■ WORKING DATA ■
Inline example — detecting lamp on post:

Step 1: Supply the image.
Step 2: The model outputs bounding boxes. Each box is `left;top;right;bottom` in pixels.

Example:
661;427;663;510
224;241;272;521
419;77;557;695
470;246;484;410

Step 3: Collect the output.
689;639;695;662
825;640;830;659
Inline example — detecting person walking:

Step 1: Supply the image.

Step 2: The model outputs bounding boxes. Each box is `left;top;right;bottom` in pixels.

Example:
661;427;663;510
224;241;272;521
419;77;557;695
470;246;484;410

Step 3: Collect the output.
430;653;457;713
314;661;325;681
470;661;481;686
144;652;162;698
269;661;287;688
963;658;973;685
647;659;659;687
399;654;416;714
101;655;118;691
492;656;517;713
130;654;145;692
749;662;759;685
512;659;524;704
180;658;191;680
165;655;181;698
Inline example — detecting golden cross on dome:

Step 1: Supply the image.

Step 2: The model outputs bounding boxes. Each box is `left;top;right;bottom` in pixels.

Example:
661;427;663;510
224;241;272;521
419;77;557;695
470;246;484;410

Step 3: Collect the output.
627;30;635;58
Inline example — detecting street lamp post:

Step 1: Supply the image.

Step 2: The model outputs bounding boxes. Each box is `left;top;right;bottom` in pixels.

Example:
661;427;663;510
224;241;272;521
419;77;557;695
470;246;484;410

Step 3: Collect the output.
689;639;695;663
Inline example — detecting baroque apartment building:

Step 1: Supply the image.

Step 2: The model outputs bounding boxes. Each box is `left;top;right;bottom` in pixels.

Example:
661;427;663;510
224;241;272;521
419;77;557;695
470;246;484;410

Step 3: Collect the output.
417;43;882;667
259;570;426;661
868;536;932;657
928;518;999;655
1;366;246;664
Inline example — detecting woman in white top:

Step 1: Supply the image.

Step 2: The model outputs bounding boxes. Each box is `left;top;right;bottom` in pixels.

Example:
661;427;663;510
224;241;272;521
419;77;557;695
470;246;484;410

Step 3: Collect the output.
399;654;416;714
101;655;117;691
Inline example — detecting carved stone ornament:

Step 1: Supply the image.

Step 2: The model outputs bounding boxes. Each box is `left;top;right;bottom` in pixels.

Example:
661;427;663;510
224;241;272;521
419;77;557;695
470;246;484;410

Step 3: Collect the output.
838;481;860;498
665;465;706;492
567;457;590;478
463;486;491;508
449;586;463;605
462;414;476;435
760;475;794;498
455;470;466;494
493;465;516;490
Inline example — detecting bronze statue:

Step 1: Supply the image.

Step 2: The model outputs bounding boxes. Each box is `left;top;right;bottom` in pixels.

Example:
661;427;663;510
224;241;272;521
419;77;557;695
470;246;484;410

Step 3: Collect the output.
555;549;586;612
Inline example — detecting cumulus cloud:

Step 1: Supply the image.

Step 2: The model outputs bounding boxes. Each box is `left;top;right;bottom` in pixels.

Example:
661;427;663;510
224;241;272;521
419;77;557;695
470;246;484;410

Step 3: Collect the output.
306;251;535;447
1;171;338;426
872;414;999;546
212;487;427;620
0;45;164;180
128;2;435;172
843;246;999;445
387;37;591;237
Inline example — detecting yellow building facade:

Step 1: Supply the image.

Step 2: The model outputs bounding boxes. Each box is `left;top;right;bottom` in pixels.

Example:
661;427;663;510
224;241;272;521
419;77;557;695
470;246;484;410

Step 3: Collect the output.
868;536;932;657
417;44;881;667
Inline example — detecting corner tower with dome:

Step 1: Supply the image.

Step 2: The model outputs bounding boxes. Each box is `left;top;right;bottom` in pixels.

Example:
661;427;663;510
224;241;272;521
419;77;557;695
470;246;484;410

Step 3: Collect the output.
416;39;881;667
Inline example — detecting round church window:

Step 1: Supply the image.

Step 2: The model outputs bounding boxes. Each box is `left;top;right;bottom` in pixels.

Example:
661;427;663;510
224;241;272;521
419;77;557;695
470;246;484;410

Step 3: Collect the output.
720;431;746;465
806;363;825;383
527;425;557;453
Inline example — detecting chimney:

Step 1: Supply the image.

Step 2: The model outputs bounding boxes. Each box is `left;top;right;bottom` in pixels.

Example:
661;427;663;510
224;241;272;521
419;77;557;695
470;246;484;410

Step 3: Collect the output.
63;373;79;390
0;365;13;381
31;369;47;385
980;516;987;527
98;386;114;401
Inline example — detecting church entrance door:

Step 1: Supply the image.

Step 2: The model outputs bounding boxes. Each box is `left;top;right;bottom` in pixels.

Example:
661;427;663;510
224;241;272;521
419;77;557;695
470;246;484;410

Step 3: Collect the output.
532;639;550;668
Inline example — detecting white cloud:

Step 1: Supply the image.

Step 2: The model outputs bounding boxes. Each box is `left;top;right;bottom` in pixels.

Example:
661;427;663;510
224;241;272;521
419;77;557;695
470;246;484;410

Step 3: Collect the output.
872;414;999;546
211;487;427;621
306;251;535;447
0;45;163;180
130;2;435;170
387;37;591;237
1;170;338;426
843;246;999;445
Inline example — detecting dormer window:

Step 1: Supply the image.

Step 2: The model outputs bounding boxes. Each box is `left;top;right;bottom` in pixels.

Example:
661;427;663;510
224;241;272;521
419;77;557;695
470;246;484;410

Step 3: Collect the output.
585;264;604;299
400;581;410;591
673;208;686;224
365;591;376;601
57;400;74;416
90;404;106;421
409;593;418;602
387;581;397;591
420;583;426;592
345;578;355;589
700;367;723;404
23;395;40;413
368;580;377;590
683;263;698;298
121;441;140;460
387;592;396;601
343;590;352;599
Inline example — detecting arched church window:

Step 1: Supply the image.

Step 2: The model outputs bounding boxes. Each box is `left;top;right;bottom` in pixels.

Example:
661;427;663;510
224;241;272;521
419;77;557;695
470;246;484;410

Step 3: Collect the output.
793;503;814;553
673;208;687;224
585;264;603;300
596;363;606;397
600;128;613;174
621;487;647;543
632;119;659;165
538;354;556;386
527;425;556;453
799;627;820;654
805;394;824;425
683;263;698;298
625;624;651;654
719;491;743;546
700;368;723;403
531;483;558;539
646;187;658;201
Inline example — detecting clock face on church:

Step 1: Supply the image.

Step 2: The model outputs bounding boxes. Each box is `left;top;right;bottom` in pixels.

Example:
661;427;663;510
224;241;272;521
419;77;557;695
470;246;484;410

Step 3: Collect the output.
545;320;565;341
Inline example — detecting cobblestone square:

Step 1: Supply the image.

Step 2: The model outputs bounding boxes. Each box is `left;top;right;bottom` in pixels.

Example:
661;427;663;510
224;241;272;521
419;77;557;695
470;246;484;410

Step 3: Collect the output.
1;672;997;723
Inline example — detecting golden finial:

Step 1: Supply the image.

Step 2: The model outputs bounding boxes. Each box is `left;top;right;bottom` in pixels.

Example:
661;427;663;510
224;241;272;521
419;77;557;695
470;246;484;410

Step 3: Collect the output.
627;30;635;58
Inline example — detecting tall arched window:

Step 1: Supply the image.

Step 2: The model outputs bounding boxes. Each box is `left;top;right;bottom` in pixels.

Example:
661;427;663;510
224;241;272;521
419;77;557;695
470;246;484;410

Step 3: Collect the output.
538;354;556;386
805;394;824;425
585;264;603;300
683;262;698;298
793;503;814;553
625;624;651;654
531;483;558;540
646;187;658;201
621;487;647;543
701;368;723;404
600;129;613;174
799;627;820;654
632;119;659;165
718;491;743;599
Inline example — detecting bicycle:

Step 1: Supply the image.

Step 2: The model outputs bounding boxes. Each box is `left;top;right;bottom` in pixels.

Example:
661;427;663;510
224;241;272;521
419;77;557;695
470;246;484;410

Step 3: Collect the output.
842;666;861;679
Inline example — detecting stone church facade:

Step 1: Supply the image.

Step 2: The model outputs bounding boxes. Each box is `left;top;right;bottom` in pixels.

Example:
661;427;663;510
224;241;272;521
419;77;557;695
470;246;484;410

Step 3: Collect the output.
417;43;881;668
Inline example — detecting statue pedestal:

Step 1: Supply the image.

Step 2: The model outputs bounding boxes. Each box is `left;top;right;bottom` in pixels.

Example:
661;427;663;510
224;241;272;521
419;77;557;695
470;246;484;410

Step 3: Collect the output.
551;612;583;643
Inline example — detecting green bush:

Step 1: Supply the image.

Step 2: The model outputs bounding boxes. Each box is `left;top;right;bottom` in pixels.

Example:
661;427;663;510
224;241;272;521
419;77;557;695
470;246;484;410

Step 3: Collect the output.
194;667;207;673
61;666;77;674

---

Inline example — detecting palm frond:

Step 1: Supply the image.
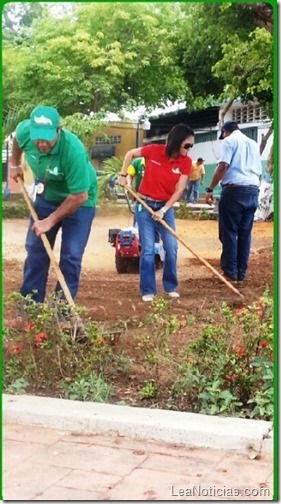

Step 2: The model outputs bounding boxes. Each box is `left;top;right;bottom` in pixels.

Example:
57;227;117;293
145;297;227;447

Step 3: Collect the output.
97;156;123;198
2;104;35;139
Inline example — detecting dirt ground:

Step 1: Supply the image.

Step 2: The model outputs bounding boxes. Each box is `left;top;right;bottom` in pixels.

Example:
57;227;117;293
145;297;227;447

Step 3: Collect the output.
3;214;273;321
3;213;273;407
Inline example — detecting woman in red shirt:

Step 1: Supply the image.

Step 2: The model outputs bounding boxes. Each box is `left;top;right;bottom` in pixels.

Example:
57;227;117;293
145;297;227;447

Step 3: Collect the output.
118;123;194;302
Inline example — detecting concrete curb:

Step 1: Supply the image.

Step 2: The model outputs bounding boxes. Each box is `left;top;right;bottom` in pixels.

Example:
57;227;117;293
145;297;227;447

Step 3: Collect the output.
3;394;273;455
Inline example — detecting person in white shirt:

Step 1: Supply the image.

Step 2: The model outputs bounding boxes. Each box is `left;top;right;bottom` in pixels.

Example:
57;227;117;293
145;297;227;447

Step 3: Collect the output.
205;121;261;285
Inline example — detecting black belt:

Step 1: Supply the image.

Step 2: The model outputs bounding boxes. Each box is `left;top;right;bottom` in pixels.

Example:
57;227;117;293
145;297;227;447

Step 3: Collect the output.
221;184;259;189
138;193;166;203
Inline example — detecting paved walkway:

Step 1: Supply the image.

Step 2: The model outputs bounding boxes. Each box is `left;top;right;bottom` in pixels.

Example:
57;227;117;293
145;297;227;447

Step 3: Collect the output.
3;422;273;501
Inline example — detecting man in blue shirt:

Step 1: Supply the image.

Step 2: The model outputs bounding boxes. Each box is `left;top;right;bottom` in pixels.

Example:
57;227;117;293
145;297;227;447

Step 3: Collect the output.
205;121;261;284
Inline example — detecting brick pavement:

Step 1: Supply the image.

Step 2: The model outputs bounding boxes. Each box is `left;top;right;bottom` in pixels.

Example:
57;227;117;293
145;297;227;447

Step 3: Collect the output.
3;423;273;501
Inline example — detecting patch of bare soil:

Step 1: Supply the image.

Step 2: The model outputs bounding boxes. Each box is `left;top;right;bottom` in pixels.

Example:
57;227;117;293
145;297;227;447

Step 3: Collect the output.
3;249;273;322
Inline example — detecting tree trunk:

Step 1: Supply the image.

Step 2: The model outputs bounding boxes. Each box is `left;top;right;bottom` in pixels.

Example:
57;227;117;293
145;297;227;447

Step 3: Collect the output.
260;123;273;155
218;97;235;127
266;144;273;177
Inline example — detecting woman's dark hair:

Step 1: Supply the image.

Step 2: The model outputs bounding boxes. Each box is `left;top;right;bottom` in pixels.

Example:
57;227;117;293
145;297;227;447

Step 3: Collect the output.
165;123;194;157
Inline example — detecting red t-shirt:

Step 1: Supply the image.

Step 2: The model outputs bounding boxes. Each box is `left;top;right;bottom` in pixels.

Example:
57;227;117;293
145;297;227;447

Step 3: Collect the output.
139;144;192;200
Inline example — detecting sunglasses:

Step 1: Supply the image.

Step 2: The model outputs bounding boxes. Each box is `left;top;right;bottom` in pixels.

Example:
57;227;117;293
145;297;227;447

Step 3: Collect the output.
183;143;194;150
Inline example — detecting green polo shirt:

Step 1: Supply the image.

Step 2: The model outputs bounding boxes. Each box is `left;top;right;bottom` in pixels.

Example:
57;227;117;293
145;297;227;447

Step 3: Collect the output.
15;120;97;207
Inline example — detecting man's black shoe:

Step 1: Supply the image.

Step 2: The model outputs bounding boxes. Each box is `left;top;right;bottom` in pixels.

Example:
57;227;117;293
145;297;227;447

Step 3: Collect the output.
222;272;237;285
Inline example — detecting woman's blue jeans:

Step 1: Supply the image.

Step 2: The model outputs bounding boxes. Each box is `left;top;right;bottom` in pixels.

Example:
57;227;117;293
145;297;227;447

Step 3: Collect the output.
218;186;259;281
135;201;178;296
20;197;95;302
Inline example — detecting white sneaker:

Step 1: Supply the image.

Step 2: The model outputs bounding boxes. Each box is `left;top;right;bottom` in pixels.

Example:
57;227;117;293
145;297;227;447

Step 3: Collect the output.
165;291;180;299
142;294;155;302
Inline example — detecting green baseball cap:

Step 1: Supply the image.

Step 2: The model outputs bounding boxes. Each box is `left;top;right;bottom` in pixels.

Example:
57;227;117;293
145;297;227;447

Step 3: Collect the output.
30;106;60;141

...

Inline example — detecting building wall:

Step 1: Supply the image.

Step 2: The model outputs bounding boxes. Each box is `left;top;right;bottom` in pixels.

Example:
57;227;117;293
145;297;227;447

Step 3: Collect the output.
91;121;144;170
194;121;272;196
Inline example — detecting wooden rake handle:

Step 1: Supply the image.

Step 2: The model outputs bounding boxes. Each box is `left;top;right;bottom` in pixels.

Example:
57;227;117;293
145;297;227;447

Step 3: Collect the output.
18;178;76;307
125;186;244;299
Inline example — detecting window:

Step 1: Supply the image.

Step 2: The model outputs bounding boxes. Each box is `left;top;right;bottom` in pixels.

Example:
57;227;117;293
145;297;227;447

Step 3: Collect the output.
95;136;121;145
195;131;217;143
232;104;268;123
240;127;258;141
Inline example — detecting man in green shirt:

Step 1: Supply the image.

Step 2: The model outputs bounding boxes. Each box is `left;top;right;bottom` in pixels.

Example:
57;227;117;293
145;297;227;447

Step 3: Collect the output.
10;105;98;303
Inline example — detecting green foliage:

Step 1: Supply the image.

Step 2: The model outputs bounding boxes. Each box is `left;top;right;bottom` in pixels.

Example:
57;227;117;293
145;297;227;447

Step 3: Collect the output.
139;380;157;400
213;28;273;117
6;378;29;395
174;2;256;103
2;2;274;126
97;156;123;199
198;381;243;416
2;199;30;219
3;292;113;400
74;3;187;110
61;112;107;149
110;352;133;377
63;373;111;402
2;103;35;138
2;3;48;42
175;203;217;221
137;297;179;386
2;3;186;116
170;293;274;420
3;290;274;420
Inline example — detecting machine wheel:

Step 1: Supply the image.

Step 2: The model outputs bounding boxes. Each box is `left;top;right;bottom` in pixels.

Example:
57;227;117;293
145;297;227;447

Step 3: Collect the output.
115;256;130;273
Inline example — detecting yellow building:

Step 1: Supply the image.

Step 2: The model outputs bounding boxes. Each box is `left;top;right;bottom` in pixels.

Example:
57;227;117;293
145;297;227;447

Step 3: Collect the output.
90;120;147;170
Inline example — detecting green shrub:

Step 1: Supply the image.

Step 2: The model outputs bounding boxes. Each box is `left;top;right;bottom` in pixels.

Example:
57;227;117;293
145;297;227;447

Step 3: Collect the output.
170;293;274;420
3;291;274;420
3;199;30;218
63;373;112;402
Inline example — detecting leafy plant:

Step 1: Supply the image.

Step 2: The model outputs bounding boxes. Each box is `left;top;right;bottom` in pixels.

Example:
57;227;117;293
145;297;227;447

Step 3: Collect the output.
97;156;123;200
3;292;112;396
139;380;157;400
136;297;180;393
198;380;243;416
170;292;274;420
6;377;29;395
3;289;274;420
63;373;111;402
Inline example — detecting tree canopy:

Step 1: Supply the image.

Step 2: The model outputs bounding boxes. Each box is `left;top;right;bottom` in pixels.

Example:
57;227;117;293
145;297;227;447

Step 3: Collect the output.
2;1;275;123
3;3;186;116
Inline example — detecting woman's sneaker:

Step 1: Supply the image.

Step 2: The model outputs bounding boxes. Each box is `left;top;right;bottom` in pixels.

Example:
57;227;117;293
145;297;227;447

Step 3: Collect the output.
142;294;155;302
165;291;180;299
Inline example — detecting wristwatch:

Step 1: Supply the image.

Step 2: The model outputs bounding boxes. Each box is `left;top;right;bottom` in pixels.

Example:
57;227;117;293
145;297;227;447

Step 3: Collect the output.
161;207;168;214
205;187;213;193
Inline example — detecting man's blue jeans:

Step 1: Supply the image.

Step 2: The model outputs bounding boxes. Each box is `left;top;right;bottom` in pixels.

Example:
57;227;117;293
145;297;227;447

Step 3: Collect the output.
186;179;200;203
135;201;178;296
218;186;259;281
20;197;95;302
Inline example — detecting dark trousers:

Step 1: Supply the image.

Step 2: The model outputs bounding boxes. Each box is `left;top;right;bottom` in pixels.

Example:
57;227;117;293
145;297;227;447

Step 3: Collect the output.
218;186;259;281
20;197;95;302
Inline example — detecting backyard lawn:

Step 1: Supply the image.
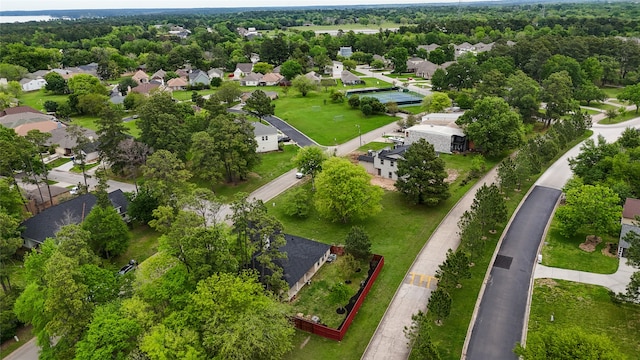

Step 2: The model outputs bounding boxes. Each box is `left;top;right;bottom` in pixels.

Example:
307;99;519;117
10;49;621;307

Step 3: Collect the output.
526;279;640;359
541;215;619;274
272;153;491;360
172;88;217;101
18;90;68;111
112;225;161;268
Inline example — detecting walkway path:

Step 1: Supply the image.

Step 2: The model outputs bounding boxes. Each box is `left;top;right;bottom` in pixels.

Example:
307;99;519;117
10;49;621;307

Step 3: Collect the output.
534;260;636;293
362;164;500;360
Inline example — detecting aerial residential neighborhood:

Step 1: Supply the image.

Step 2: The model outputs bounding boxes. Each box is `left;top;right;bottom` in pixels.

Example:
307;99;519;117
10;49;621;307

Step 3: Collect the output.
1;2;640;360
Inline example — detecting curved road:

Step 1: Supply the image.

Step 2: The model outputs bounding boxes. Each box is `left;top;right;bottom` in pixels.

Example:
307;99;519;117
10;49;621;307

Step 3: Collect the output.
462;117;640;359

■ WORK ITEM ■
When a line above includes the word "golden", please list that line.

■ REPLY ■
Inline example — detecting golden cross on dome:
Inline example — detecting golden finial:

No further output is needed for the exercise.